■ What you need to do: Every line from the one containing "Target: blue sky" through the end of the listing below must be given again exactly, and nothing else; exclude pictures.

BEGIN Supplied data

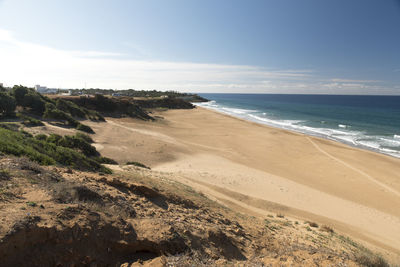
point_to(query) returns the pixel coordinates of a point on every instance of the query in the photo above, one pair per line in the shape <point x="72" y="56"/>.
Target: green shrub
<point x="85" y="137"/>
<point x="33" y="101"/>
<point x="54" y="138"/>
<point x="71" y="108"/>
<point x="56" y="114"/>
<point x="137" y="164"/>
<point x="19" y="92"/>
<point x="7" y="105"/>
<point x="41" y="137"/>
<point x="51" y="151"/>
<point x="84" y="128"/>
<point x="29" y="121"/>
<point x="105" y="160"/>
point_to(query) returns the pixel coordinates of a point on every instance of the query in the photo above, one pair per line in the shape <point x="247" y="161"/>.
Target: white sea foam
<point x="385" y="145"/>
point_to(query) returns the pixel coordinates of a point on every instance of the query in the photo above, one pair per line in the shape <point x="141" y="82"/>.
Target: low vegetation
<point x="137" y="164"/>
<point x="72" y="151"/>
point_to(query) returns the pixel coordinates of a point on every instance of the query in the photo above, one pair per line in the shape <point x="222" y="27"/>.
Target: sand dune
<point x="259" y="169"/>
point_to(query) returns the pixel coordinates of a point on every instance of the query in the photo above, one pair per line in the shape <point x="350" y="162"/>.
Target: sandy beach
<point x="258" y="169"/>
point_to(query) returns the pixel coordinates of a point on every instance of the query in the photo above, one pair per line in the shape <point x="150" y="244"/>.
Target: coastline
<point x="311" y="131"/>
<point x="258" y="169"/>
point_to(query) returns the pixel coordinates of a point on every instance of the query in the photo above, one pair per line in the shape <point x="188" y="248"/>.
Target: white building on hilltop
<point x="45" y="90"/>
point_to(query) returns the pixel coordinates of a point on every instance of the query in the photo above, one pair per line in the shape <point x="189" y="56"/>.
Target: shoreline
<point x="326" y="137"/>
<point x="353" y="190"/>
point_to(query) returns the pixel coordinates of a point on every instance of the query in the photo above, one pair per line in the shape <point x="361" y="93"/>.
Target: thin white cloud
<point x="354" y="81"/>
<point x="30" y="64"/>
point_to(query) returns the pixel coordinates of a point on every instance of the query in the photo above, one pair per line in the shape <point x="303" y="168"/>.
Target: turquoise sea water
<point x="370" y="122"/>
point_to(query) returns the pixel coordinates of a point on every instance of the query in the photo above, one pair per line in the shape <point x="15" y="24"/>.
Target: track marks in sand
<point x="369" y="177"/>
<point x="158" y="136"/>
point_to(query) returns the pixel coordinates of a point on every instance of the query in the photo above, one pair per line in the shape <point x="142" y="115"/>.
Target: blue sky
<point x="265" y="46"/>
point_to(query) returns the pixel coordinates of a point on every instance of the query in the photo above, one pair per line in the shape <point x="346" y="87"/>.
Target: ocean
<point x="369" y="122"/>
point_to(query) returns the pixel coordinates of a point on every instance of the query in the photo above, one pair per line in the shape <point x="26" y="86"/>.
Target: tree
<point x="19" y="92"/>
<point x="7" y="104"/>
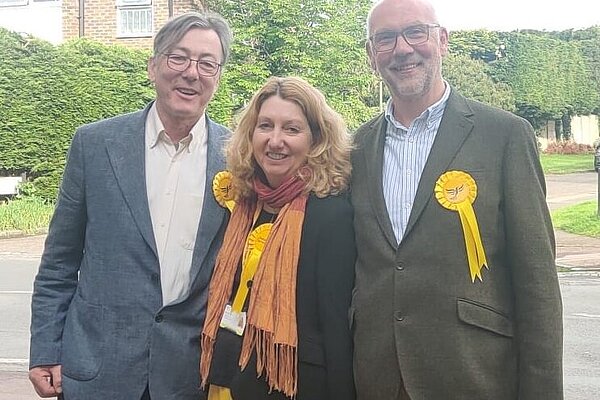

END Supplied data

■ Answer to this exercise:
Target: blue sky
<point x="265" y="46"/>
point_to(query) returns the pixel coordinates of a point on every instance of the query in the photo above, one pair per line in the shape <point x="346" y="87"/>.
Target: ocean
<point x="369" y="122"/>
point_to(query) returns the pixel coordinates of a point on every instance of the query in the photo above, one pair per line in the shape <point x="26" y="86"/>.
Target: tree
<point x="19" y="92"/>
<point x="7" y="104"/>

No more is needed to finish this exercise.